**TASK:**
Output every record precisely.

:: INPUT FOR THIS TASK ::

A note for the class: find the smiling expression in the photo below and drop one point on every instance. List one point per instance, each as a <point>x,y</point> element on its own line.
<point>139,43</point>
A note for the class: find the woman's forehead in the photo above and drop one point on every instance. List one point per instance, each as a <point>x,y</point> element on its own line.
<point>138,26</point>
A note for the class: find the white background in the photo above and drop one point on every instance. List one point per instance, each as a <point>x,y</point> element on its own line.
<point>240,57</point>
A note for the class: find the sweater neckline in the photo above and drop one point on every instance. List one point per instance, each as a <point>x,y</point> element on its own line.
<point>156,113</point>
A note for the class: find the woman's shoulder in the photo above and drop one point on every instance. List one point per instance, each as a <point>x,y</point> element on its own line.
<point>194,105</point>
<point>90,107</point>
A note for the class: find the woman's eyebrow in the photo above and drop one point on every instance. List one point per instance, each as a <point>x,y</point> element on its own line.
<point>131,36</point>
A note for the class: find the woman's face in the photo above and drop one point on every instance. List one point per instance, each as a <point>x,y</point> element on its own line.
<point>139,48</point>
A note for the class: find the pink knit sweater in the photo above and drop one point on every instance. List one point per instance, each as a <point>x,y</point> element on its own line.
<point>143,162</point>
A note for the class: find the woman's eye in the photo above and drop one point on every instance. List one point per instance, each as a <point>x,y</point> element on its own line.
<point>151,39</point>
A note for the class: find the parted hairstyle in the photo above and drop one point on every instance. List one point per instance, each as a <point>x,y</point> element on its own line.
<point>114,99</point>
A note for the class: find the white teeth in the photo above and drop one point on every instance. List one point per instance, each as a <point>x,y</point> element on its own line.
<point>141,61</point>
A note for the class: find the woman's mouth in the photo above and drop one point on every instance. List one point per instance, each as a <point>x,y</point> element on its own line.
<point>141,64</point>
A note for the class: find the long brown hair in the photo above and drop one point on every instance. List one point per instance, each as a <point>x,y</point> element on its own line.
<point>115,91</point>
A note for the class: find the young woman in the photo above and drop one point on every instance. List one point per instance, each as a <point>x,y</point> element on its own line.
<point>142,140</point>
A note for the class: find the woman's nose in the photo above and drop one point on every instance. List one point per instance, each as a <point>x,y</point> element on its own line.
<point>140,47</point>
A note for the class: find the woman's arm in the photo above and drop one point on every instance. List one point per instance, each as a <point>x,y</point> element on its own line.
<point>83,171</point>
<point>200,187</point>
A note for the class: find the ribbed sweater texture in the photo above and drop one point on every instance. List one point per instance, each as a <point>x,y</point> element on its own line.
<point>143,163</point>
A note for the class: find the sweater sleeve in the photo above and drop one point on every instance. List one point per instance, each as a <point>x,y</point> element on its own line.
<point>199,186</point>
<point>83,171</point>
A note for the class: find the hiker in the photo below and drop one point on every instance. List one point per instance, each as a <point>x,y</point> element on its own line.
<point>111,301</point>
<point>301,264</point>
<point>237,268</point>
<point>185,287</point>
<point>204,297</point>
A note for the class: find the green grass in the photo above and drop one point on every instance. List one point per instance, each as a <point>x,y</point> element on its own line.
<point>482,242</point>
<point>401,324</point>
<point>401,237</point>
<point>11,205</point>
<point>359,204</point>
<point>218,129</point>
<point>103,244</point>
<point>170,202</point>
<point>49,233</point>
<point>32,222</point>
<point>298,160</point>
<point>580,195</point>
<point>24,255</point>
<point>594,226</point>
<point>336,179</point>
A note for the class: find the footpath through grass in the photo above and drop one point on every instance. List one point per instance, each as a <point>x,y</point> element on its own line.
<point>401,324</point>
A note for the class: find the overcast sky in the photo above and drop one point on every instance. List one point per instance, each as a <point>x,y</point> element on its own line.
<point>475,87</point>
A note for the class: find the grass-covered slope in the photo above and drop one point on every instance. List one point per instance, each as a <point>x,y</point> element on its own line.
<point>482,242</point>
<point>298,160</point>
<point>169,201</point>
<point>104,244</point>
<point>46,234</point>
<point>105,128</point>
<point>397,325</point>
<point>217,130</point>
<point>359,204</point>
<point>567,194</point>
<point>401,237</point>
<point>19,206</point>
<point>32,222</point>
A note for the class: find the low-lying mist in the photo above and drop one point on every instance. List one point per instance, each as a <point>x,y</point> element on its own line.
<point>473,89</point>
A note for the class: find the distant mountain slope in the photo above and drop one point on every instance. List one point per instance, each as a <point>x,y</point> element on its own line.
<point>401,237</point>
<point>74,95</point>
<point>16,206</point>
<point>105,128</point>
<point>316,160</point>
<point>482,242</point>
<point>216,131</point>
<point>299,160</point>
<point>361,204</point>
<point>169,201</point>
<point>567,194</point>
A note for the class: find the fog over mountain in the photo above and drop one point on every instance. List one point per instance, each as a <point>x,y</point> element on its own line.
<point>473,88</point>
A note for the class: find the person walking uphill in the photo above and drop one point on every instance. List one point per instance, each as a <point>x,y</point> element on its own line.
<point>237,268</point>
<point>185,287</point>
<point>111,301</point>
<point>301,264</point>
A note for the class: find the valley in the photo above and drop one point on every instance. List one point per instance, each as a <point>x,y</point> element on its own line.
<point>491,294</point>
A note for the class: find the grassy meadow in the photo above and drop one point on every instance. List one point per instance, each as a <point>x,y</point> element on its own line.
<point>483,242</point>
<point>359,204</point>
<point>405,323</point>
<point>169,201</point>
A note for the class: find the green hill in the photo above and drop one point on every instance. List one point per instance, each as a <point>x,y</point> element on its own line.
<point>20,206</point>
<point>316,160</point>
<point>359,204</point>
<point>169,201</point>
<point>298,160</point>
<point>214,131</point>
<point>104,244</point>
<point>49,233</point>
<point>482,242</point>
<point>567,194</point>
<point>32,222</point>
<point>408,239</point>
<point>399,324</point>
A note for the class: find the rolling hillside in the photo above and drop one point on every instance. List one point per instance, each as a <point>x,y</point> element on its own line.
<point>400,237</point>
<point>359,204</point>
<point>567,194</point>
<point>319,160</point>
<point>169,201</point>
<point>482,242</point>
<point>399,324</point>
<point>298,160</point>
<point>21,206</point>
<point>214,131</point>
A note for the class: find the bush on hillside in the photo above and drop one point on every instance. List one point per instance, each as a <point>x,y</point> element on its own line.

:::

**TASK ANSWER:**
A note for the class: find the smiling expression in the photo below and drop one point on every instance. List one point per instance, each as a <point>x,y</point> element on its own line.
<point>139,43</point>
A note for the class: find the woman's forehead in the photo above and drop one point on every instance. List one point per instance, each as a <point>x,y</point> element on its own line.
<point>138,26</point>
A note for the class: find the white background in the photo above and drop one point on every instance. List one point per instance, each as a <point>x,y</point> element on its own line.
<point>240,57</point>
A note for the class: find the sweater neckline in the photo above and drop one point on every instance. List one point per instance, each as a <point>x,y</point> element on its own line.
<point>156,113</point>
A note for the class: find the woman's shoulder in the photo above and drop one point on every instance. List one point per instance, each as a <point>x,y</point> element on its own line.
<point>194,105</point>
<point>90,107</point>
A note for the class: find the woman's eyebrow in the photo above and drop one point on every instance. List one point per instance, each as a <point>x,y</point> element on its own line.
<point>131,36</point>
A note for the class: find the woman's face in the photo above and drop one point on every instance. List one point per instance, each as a <point>x,y</point> element on its own line.
<point>139,48</point>
A note for the class: find the pink knit sweater in the photo above and drop one point on every instance. List one point per instance, each as a <point>x,y</point> element on its own line.
<point>143,162</point>
A note for the class: find the woman's eye in the photo above and drop one point on every instance. List one point per instance, each as a <point>x,y</point> element on its own line.
<point>151,39</point>
A note for the class: find the parted hairstyle in the photo above and drop one point on every instance. List one point per instance, each as a <point>x,y</point> element on its own line.
<point>114,99</point>
A note for the class: find the white teeth in the photo above and drop one point on every instance. List one point per instance, each as a <point>x,y</point> element on its own line.
<point>141,61</point>
A note for the class: find the woman's mouth in the photo above and drop one point on every instance. List one point per instance, each as a <point>x,y</point> element on its own line.
<point>141,64</point>
A note for the class: find the long brown hair in the photo above and drop one point on every instance. List one point per instance, each as a <point>x,y</point> element on its own line.
<point>115,91</point>
A note for the class: find the young woman in the photo above and drop one point on every instance. List one point per instance, each as a <point>x,y</point> element on its own line.
<point>142,140</point>
A note for the class: find the woman's nose in the photo above and drop one point on every instance. List one point per instance, each as a <point>x,y</point> element on its own line.
<point>140,47</point>
A note for the class: find the woman's arm in the photo above and drop one point on every instance. List one point per instance, each as a <point>x,y</point> element on its own line.
<point>83,171</point>
<point>200,187</point>
A note for the class: find the ribbed sweater texture in the photo above and drop one point on every instance. List one point per instance, each as a <point>x,y</point> element on its own line.
<point>143,163</point>
A note for the class: find the sweater sleeve in the photo above and drop one point on every instance. List one point per instance, each as a <point>x,y</point> element on its own line.
<point>199,186</point>
<point>83,171</point>
A note for the class: find the hiker in the photo below and drop one point on every instance. List one point per instance, each as a <point>x,y</point> element on its own line.
<point>111,301</point>
<point>301,264</point>
<point>237,268</point>
<point>185,287</point>
<point>204,297</point>
A note for the class: find the green grass in the photo above and drop one point on every instance. List one point per instance, each as a <point>x,y</point> element on its own line.
<point>482,242</point>
<point>401,324</point>
<point>401,237</point>
<point>11,205</point>
<point>359,204</point>
<point>218,129</point>
<point>103,244</point>
<point>170,202</point>
<point>49,233</point>
<point>32,222</point>
<point>298,160</point>
<point>580,195</point>
<point>24,255</point>
<point>594,226</point>
<point>336,179</point>
A note for the class: find the footpath through grass in the photo above and drop one point on every instance. List one point per instance, each as a <point>x,y</point> element on its own line.
<point>401,324</point>
A note for the class: find the overcast sky in the photo above and drop one point on every instance. List one point per instance, each as a <point>x,y</point> element on its own line.
<point>475,87</point>
A note for the class: find the grass-covered slope in the photo above and drop one point on every instance. List one point per instance, each as a <point>x,y</point> element on its own line.
<point>482,242</point>
<point>298,160</point>
<point>169,201</point>
<point>104,244</point>
<point>46,234</point>
<point>105,128</point>
<point>397,325</point>
<point>217,130</point>
<point>359,204</point>
<point>567,194</point>
<point>401,237</point>
<point>19,206</point>
<point>32,222</point>
A note for the class: find the low-lying mist in the photo above and drop one point on every instance. List one point per instance, each as a <point>x,y</point> element on its own line.
<point>473,89</point>
A note for the class: find the distant mountain slope in the photo above and drop one point on every instance. List one point per instance, each as a <point>x,y</point> element on its own line.
<point>401,237</point>
<point>74,95</point>
<point>16,206</point>
<point>105,128</point>
<point>316,160</point>
<point>482,242</point>
<point>216,131</point>
<point>299,160</point>
<point>361,204</point>
<point>169,201</point>
<point>567,194</point>
A note for the class: find the fog over mountain in the photo above and drop one point on every instance. List one point per instance, each as a <point>x,y</point> element on its own line.
<point>473,88</point>
A note for the class: find the person walking uphill in the photo above and drop one point on every instance. List one point per instance, each as a <point>x,y</point> element on its own line.
<point>237,268</point>
<point>185,287</point>
<point>111,301</point>
<point>301,264</point>
A note for the class: find the valley in the photo above and drop one point on every instance. List one point per instance, each as a <point>x,y</point> element on its own line.
<point>491,294</point>
A note for the class: find the grassy meadow in the photo above and drop one point on every instance. List one point per instance, each as a <point>x,y</point> element on its own line.
<point>483,242</point>
<point>359,204</point>
<point>405,323</point>
<point>169,201</point>
A note for the class: find the green hill in the photo above and drop one point on every instance. List one point per instance, each as a <point>x,y</point> element on its own line.
<point>20,206</point>
<point>316,160</point>
<point>359,204</point>
<point>169,201</point>
<point>298,160</point>
<point>214,131</point>
<point>104,244</point>
<point>49,233</point>
<point>482,242</point>
<point>567,194</point>
<point>32,222</point>
<point>408,239</point>
<point>399,324</point>
A note for the class: find the rolling hillside in the photo above and drop one point on every instance. List one point per instance, each as a <point>x,y</point> element on its own line.
<point>400,237</point>
<point>359,204</point>
<point>567,194</point>
<point>319,160</point>
<point>169,201</point>
<point>482,242</point>
<point>399,324</point>
<point>298,160</point>
<point>21,206</point>
<point>214,131</point>
A note for the class: find the bush on hillside in the photo above and drop one point on every instance. List one point per instance, each as a <point>x,y</point> element on its own line.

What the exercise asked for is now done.